** start of AVAILABLE RECORDS **

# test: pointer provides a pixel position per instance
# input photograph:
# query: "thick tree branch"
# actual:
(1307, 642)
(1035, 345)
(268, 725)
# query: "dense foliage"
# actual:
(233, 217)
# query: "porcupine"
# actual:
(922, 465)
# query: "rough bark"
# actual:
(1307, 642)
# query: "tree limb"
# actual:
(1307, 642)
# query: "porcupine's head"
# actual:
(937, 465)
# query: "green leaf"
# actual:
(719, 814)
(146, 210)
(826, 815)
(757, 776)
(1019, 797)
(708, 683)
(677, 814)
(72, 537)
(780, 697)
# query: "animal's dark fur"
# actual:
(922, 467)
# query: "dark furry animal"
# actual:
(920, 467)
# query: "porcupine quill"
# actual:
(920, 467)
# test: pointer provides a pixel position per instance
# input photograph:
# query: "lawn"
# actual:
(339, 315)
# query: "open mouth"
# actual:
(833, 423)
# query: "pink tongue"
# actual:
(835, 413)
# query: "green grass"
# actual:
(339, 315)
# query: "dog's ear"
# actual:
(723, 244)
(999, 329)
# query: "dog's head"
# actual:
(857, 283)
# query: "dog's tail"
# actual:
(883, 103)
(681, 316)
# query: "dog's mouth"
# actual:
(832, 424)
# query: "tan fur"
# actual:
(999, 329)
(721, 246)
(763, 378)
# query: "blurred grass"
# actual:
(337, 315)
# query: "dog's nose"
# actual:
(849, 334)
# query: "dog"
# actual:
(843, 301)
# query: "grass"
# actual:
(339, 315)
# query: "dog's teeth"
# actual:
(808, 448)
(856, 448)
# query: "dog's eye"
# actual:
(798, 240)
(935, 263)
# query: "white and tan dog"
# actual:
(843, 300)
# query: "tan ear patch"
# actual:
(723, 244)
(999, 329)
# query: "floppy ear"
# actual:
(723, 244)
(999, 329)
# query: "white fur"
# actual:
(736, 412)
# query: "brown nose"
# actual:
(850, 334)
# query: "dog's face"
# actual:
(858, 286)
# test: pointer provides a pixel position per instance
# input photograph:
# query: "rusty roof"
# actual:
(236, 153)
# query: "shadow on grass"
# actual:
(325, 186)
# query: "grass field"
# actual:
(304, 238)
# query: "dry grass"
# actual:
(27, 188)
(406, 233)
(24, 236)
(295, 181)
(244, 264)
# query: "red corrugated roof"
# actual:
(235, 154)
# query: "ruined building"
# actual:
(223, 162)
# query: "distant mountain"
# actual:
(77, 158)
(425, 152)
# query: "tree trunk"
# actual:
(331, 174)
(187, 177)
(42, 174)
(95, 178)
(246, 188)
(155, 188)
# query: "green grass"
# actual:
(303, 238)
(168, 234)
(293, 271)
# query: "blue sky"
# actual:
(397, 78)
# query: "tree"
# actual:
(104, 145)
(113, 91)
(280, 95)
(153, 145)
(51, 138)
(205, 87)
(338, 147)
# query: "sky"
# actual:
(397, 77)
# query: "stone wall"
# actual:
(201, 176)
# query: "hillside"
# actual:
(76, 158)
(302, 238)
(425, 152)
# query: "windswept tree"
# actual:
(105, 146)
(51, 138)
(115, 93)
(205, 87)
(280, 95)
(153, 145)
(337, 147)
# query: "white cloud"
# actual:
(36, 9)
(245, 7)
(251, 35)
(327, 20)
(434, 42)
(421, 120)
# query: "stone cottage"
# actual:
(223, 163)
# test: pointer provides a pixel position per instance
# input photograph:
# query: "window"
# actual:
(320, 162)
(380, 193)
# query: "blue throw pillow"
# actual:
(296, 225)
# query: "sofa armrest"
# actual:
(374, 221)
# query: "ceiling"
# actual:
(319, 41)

** end of AVAILABLE RECORDS **

### WRITTEN TASK
Copy out each record from above, exactly.

### THE OUTPUT
# test: pointer provides a pixel position per instance
# input photograph:
# query: "thick tree branch"
# actual:
(1307, 642)
(1035, 345)
(268, 725)
# query: "dense foliage"
# actual:
(233, 217)
# query: "porcupine"
# actual:
(922, 465)
# query: "rough bark"
# actual:
(1307, 642)
# query: "tree limb"
# actual:
(1307, 642)
# query: "porcupine's head"
# actual:
(937, 465)
# query: "green leaf"
# actual:
(719, 814)
(146, 210)
(826, 815)
(757, 776)
(1019, 797)
(708, 683)
(677, 814)
(72, 537)
(780, 697)
# query: "animal's dark fur"
# actual:
(922, 467)
# query: "dark furry animal"
# actual:
(920, 467)
# query: "porcupine quill"
# actual:
(920, 467)
# test: pointer provides a pixel position per instance
# input photograph:
# query: "lawn"
# actual:
(339, 315)
# query: "open mouth"
# actual:
(833, 423)
# query: "pink tongue"
# actual:
(835, 413)
# query: "green grass"
# actual:
(339, 315)
# query: "dog's ear"
# actual:
(723, 244)
(999, 329)
# query: "dog's head"
# actual:
(857, 283)
# query: "dog's tail"
# actual:
(883, 103)
(681, 316)
# query: "dog's mouth"
# actual:
(832, 424)
# query: "tan fur"
# actual:
(999, 329)
(721, 246)
(763, 378)
# query: "blurred grass"
# actual:
(337, 315)
# query: "dog's nose"
# actual:
(849, 334)
# query: "dog"
# actual:
(843, 301)
# query: "grass"
# actual:
(339, 315)
# query: "dog's teeth"
# actual:
(808, 448)
(856, 448)
# query: "dog's eye"
# actual:
(798, 240)
(935, 263)
# query: "white and tan dog"
# actual:
(843, 300)
# query: "tan ear patch"
# actual:
(723, 244)
(999, 329)
# query: "floppy ear"
# actual:
(723, 244)
(999, 329)
# query: "white fur"
# actual:
(736, 412)
# query: "brown nose"
# actual:
(850, 334)
# query: "dog's face"
# actual:
(858, 286)
# test: pointer provides a pixel position per instance
# input photograph:
# query: "rusty roof"
# actual:
(236, 153)
# query: "shadow on grass"
# actual:
(325, 186)
# query: "grass field"
# actual:
(304, 238)
# query: "dry grass"
# actual:
(27, 188)
(406, 233)
(24, 236)
(295, 181)
(244, 264)
# query: "red corrugated roof"
# actual:
(235, 154)
# query: "ruined building"
# actual:
(223, 162)
# query: "distant mountain"
# actual:
(77, 158)
(425, 152)
# query: "tree trunk"
# actual:
(331, 174)
(187, 177)
(42, 174)
(95, 178)
(246, 188)
(155, 188)
# query: "green grass"
# actual:
(303, 238)
(168, 234)
(293, 271)
# query: "blue sky"
# actual:
(397, 78)
# query: "tree"
# actual:
(104, 145)
(113, 91)
(280, 95)
(153, 145)
(51, 138)
(205, 87)
(338, 147)
# query: "sky"
# actual:
(397, 77)
# query: "stone wall"
# actual:
(201, 176)
# query: "hillside"
# actual:
(76, 158)
(302, 238)
(425, 152)
# query: "windswept tree"
# actual:
(105, 146)
(51, 138)
(115, 93)
(205, 87)
(280, 95)
(153, 145)
(337, 147)
# query: "white cloud"
# actual:
(36, 9)
(245, 7)
(251, 35)
(327, 20)
(434, 42)
(421, 120)
# query: "stone cottage"
# actual:
(223, 163)
# test: pointer provides a pixel position per instance
# input photograph:
# query: "window"
# actual:
(320, 162)
(380, 193)
# query: "blue throw pillow"
# actual:
(296, 225)
# query: "sofa armrest"
# actual:
(374, 221)
# query: "ceiling"
# actual:
(319, 41)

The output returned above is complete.